▶ _Job 1_
Reproduce the part of the passage on American militarism that opens with the words containing "Similarly, the foundation" and closes with "should rule all.".
▶ _Job 2_
Carry on the passage likening American militarism to a church, picking up after its final sentence.

··· Excerpted passage

Similarly, the foundation for what we like to call foreign assistance is often
military training and foreign military sales. Our present supreme leader, Pope
Trump I, boasts of military
sales across the globe, most notably to the infidel Saudis. Even when Congress
makes what, until recently, was the rarest of attempts to rein in this deadly
trade in arms, Pope Trump vetoes it. His
rationale: weapons and profits should rule all.
* We believe in our college of cardinals,
otherwise known as America’s generals and admirals. We sometimes appoint them
(or anoint them?) to the highest positions in the land. While Trump’s generals --
Michael Flynn, James Mattis, H.R. McMaster, and John Kelly -- have fallen from
grace at the White House, America’s generals and admirals continue to rule
globally. They inhabit proconsul-like positions in sweeping geographical commandsthat
(at least theoretically) cover the planet and similarly lead commands aimed at
dominating the digital-computer realm and special operations. One
of them will head a new force meant to dominate space through time eternal. A
“strategic” command (the successor to the Strategic Air Command, or SAC, so
memorably satirized in Stanley Kubrick’s Dr. Strangelove) continues to ensure that,
at some future moment, the U.S. will be able to commit mass genocide by quite
literally destroying the world with nuclear weapons. Indeed, Pope Trump
recently boasted that he could end America’s Afghan War in a week, apparently
through the mass nuclear genocide of (his figure) 10 million Afghans. Even as
he then blandly dismissed the idea of wiping that country “off the face of the
earth,” he openly reflected the more private megalomania of those military
professionals funded by the rest of us to think about “the unthinkable.” In
sum, everything is -- theoretically at least -- under the thumbs of our
unelected college of cardinals. Their overblown term for it is “full-spectrum dominance,”
which, in translation, means they grant themselves god-like powers over our
lives and that of our planet (though the largely undefeated enemies in their
various wars don’t seem to have acknowledged this reality).
* We believe that freedom comes through
obedience. Those who break ranks from our militarized church and protest, like
Chelsea Manning, are treated as heretics and literally tortured.
* We believe military spending brings wealth
and jobs galore, even when it measurably doesn’t.

······
··· Data entries

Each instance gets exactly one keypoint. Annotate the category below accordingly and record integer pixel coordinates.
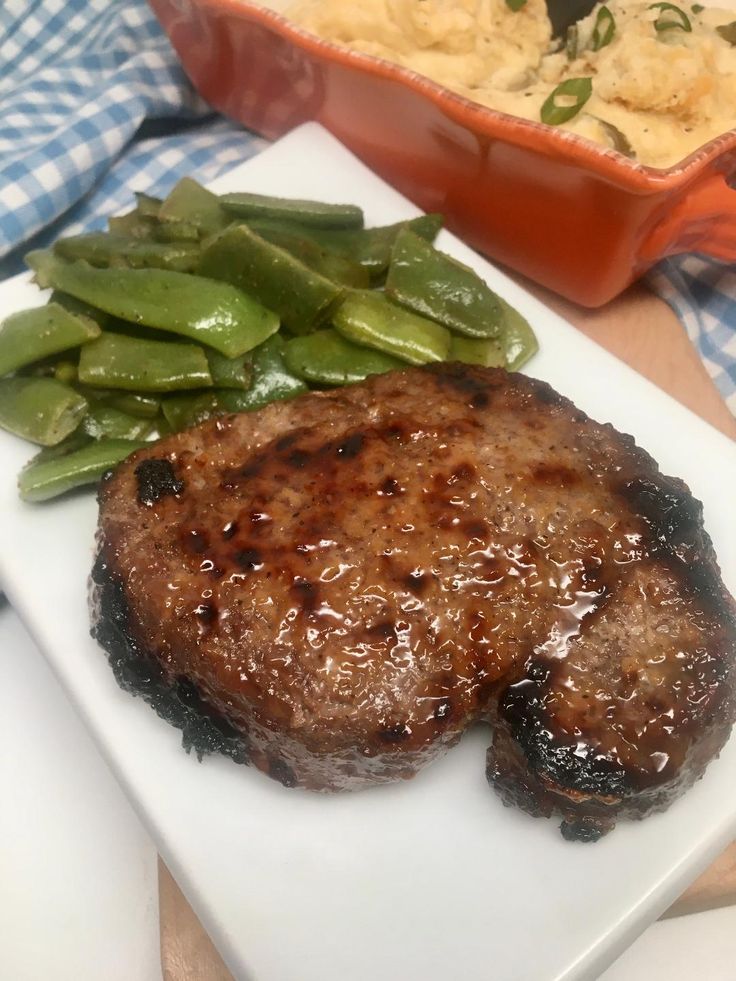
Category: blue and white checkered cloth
(94, 103)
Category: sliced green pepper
(368, 318)
(193, 204)
(204, 310)
(326, 358)
(301, 297)
(316, 214)
(117, 361)
(105, 421)
(519, 341)
(43, 479)
(33, 334)
(104, 249)
(41, 410)
(441, 288)
(486, 351)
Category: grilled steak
(334, 588)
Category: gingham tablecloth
(93, 104)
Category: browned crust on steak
(334, 588)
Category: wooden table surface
(641, 330)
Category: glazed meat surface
(334, 588)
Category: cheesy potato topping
(658, 94)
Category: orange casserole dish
(571, 215)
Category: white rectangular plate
(429, 879)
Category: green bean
(105, 421)
(183, 411)
(33, 334)
(370, 319)
(272, 382)
(81, 309)
(41, 261)
(229, 372)
(316, 214)
(519, 340)
(66, 371)
(301, 297)
(441, 288)
(193, 204)
(117, 361)
(75, 441)
(478, 350)
(104, 249)
(146, 205)
(43, 479)
(132, 224)
(204, 310)
(176, 231)
(41, 410)
(332, 265)
(326, 358)
(368, 247)
(141, 406)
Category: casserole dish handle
(703, 221)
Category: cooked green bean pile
(199, 305)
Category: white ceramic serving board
(428, 879)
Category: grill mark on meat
(555, 475)
(428, 563)
(280, 770)
(306, 594)
(175, 700)
(443, 710)
(248, 559)
(351, 447)
(397, 733)
(156, 479)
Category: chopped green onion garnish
(728, 32)
(566, 100)
(670, 18)
(603, 30)
(618, 139)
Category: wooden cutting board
(642, 331)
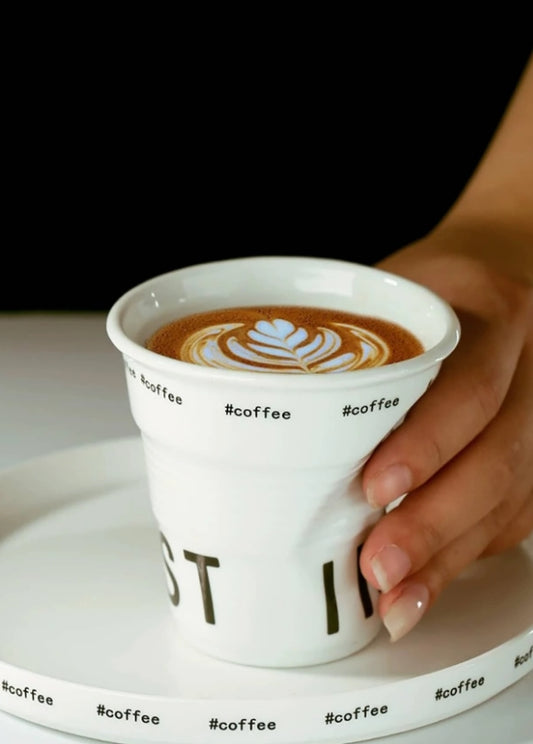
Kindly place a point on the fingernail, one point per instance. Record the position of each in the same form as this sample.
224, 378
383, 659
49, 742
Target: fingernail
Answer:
406, 611
390, 565
388, 485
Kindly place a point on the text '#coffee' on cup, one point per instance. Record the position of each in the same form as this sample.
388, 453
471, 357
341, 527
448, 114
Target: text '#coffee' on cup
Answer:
288, 339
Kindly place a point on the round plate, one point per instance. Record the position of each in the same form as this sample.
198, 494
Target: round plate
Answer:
88, 645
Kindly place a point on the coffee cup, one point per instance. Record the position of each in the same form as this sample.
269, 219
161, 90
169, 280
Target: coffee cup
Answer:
254, 468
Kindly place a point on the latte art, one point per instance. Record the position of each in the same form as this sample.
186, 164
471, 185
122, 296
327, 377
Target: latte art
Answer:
280, 346
288, 339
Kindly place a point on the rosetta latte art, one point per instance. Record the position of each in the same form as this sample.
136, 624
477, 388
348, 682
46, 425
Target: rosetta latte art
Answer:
278, 345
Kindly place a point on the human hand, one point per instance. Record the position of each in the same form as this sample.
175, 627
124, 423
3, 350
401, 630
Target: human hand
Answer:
464, 454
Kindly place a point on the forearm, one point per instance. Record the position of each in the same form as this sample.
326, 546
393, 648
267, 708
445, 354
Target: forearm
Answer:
493, 216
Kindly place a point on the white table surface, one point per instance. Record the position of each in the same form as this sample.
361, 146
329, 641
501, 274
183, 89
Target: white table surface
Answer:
61, 385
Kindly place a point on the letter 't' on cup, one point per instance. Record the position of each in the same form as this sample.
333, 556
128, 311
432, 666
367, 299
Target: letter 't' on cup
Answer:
253, 466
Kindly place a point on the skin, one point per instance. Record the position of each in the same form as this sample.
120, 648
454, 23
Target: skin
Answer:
464, 454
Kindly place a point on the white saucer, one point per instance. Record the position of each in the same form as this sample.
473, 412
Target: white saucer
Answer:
85, 622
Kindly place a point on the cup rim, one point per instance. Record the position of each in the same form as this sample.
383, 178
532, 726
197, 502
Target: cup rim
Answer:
136, 351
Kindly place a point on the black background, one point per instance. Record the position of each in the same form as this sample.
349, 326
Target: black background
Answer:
121, 173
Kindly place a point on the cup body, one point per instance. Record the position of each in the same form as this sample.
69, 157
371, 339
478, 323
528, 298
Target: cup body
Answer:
254, 478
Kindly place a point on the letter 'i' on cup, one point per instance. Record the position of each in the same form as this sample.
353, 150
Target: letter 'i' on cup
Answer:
254, 477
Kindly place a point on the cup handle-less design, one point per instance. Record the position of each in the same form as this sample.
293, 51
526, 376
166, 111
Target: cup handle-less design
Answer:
254, 477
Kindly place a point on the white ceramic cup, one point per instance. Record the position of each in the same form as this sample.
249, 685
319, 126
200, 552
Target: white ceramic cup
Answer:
254, 477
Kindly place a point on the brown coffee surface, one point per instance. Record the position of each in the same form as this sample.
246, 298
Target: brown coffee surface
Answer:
284, 338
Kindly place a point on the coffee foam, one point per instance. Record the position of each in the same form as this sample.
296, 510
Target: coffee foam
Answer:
286, 339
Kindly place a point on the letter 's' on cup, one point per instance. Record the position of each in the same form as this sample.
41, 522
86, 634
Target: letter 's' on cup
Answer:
254, 477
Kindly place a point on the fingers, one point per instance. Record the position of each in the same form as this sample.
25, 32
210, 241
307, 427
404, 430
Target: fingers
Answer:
459, 514
463, 400
404, 606
517, 530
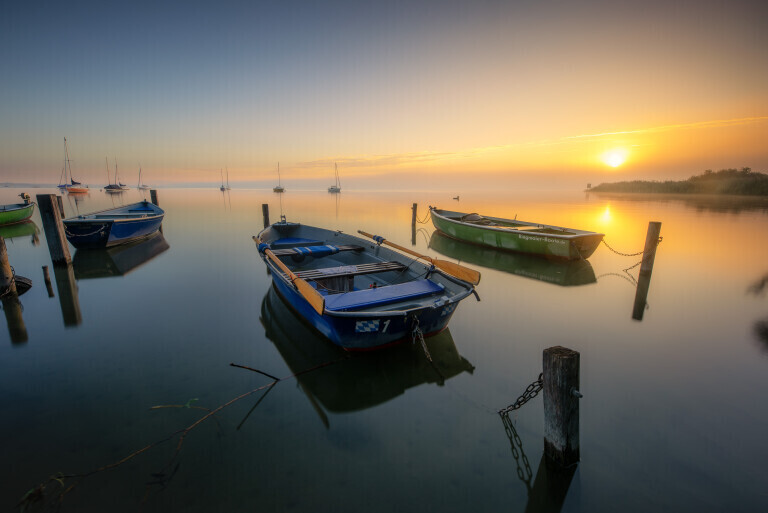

······

▶ _Written reply 1_
Similarly, the foundation for what we like to call foreign assistance is often
military training and foreign military sales. Our present supreme leader, Pope
Trump I, boasts of military
sales across the globe, most notably to the infidel Saudis. Even when Congress
makes what, until recently, was the rarest of attempts to rein in this deadly
trade in arms, Pope Trump vetoes it. His
rationale: weapons and profits should rule all.

▶ _Written reply 2_
Military production is both increasingly automated and increasingly outsourced,
leading to far fewer good-paying American jobs compared to spending on education,
infrastructure repairs of and improvements in roads, bridges, levees, and the
like, or just about anything else for that matter.
* We believe, and our most senior leaders
profess to believe, that our military represents the very best of us, that we have
the “finest” one in human
history.
* We believe in planning for a future marked
by endless wars, whether against terrorism or “godless” states like China and
Russia, which means our military church must be forever strengthened in the
cause of winning ultimate victory.
* Finally, we believe our religion is the
one true faith. (Just as I used to be taught that the Catholic Church was the
one true church and that salvation outside it was unattainable.) More pacific
“religions” are dismissed as weak, misguided, and exploitative. Consider, for
example, the denunciation of
NATO countries that refuse to spend more money on their militaries. Such a path
to the future is heretical; therefore, they must be punished.
Blessed Are the Peacemakers
Keep in mind that the beginning of wisdom is the
fear of God, or so I was taught as a boy anyway. One might say that the
beginning of U.S. militarism is simply fear, whether of terrorists,
immigrants, Muslims, Communists, or other enemies of the moment. If Americans
continue to be wracked with such fears, they’ll undoubtedly continue to profess
their faith in the military as our country’s noblest protectors, too.
Where
does such a profession of faith in wars and weapons end? Is there even a
terminus of any sort other than destruction?
Those of us who endured war games and
hair-trigger nuclear alerts during the Cold War have long had apocalyptic fears
of such endings in the back of our minds. Under Donald Trump, they’ve come back
with a vengeance. Unlike many Christians, I don’t envision Christ returning to
pick up the irradiated Elect after a nuclear version of Armageddon. But that,
of course, is a true worst-case scenario. A more likely ending is a slow-motion collapse of
America’s imperial empire and the church of the military that goes with it, the
resulting chaos possibly leading to a Second Coming, not of Christ but of
medieval levels of meanness and misery.
Or, maybe, just maybe, we might start
anew by questioning our militarized profession of faith. We might begin to
realize that our warrior-church isn’t all it’s cracked up to be. We might begin
to seek meaning and salvation not through wars and weaponry, not through generals and their
admirers, not through impossible dreams of total dominance, but through
compassion and a desire for global justice.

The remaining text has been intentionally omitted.